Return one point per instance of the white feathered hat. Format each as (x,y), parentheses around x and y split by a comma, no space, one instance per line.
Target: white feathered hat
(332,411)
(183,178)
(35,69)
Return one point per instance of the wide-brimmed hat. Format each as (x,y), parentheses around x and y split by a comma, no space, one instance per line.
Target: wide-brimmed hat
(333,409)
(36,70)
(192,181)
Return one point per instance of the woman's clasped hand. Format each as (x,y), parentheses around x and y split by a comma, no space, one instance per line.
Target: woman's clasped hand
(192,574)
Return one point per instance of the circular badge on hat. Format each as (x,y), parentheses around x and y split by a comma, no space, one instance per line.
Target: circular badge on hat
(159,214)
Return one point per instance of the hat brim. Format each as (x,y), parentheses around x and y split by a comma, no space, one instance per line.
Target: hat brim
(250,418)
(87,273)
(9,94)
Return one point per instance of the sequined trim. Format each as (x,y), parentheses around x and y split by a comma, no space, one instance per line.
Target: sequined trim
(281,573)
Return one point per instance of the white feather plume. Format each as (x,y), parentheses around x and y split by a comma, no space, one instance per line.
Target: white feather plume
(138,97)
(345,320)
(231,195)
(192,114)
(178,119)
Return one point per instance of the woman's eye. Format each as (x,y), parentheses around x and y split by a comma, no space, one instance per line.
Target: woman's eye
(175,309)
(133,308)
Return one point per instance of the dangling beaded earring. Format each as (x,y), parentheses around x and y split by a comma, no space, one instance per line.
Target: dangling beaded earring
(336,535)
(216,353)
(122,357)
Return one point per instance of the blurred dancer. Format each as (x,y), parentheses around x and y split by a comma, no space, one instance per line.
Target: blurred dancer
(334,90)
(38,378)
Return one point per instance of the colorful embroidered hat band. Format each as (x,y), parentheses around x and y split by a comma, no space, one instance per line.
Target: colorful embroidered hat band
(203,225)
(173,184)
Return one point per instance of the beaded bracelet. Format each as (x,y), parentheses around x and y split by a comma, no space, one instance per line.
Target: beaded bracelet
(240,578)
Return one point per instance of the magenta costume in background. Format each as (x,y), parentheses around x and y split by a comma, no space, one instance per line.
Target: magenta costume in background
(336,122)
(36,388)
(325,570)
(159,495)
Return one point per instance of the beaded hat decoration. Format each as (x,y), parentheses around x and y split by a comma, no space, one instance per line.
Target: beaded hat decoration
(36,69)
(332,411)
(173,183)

........

INSTRUCTION: Recast all of the lines above as a numbered list, skipping any blank lines.

OUTPUT FOR THIS TASK:
1. Return one point per instance of the white feathered hat. Format each as (x,y), parentheses around x and y split by a comma, no space, one instance per line.
2. Target: white feathered hat
3. (332,411)
4. (183,178)
5. (35,69)
6. Return one point per instance of the wide-brimmed hat. Format each as (x,y), parentheses around x and y split by a comma, no space, one instance per line.
7. Target: wide-brimmed hat
8. (333,409)
9. (36,70)
10. (192,181)
11. Return one point per instance of the woman's clasped hand. Format each as (x,y), parentheses around x and y split by a comma, no space, one instance per line.
12. Target: woman's clasped hand
13. (192,574)
14. Return one point per instance of the circular badge on hat. Format each as (x,y), parentheses around x and y split by a comma, no space, one instance per line.
15. Target: circular badge on hat
16. (159,214)
17. Return one point per instance of the hat brim. Format each as (x,y), parentheses around x and y split by a comma, no space, one instance per line.
18. Target: hat brim
19. (250,418)
20. (87,273)
21. (9,94)
22. Return one point per instance of the sequined trim. Format each as (x,y), parentheses around x and y split by a comma, no space, one instance per line.
23. Target: sequined trim
24. (281,573)
25. Return one point per instance of the white feather plume. Format each as (x,y), parentheses around x and y split by a comma, no space, one instance per line.
26. Target: white feather plume
27. (138,97)
28. (345,320)
29. (231,195)
30. (192,114)
31. (178,119)
32. Return one point per instance of the woman's eye. Format each as (x,y), parentheses around x and y split by a comma, no space, one instance per line.
33. Target: woman's eye
34. (175,309)
35. (133,308)
36. Return one point per instance of the dangling beaded earring. Format each as (x,y), parentheses around x and y split by a comma, no space, one instance per line.
37. Target: dangling beaded earring
38. (336,535)
39. (216,353)
40. (122,357)
41. Return one point per instance of the blurred dancer. Format each as (x,y), parentheses around x and y split by a comma, no space, one instance per line.
42. Target: blurred dancer
43. (334,90)
44. (38,378)
45. Return one point per instance of the colorful embroidered hat band. Format each as (x,y), parentheses around x and y split by a comma, no space, one instance per line.
46. Target: colorful embroidered hat band
47. (203,225)
48. (173,184)
49. Return one point per instance of the beaded bracelet. Format each as (x,y), parentheses around x and y split by a comma, no space, one instance per line.
50. Target: beaded bracelet
51. (240,578)
52. Return one point per instance of the magenta costume in background. Format each as (x,y), parentheses around x and y split by a comma, no space, one instance per line.
53. Target: magenta costume in background
54. (336,122)
55. (36,388)
56. (325,570)
57. (159,495)
58. Return one point per instance of the beaded hat decoration. Format each as (x,y), parentheses around x and y split by a comma, no space, one instance per line.
59. Target: beaded hat decoration
60. (36,69)
61. (332,411)
62. (173,183)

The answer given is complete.